PROBLEM TO SOLVE:
Return every line of the records below that contains the string "pole", treating uppercase and lowercase as different.

DATA SUPPLIED:
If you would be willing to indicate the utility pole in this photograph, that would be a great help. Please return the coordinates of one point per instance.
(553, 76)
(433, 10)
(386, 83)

--

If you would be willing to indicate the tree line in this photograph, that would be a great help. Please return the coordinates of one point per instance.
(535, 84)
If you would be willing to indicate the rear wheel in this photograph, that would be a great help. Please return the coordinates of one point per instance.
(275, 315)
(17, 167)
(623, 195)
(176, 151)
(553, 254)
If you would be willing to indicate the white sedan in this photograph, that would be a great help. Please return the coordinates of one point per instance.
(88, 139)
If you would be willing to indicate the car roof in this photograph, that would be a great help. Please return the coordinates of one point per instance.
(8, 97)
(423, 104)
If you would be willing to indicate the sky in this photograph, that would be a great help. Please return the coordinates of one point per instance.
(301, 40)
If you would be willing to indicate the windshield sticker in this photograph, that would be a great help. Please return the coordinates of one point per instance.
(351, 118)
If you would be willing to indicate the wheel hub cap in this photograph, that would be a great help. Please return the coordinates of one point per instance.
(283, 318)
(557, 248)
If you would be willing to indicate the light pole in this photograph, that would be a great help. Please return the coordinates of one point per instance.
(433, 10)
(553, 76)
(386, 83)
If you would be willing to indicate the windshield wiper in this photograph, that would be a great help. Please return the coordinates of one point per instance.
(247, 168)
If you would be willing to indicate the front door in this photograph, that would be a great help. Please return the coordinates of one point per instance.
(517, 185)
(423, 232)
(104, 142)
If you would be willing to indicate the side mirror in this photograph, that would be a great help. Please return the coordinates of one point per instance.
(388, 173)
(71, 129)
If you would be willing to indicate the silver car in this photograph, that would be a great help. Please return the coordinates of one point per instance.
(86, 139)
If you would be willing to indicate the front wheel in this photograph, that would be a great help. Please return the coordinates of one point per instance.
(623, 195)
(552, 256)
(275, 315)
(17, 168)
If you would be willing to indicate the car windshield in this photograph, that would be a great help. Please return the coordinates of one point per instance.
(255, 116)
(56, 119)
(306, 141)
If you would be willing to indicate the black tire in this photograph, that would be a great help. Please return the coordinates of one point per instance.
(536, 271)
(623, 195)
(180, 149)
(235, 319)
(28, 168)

...

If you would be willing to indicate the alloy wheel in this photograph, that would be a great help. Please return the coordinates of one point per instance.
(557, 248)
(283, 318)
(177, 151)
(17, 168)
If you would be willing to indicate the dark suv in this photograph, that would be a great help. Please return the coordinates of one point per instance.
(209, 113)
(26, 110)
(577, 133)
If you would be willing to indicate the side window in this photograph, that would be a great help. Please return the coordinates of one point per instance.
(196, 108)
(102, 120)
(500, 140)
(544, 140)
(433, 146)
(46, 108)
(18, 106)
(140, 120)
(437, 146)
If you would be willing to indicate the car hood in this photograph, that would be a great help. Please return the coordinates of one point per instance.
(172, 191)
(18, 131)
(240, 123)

CORRECT RESPONSE:
If you would be willing to indicate the utility pole in this photograph, that would be a great help. Please return the coordinates of one point per instance.
If you would be willing to indicate the light pole in this photograph, that would be a great help. Please return the coordinates of one point per instance.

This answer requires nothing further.